Location identification items:

• • • • •

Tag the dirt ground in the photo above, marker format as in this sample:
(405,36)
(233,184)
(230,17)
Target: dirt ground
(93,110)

• • • • •

INSTRUCTION:
Duplicate the listing above line for line, changing nothing.

FINAL ANSWER:
Tag the dirt ground in the photo above, marker format as in this sample:
(405,36)
(233,184)
(230,17)
Target: dirt ground
(93,110)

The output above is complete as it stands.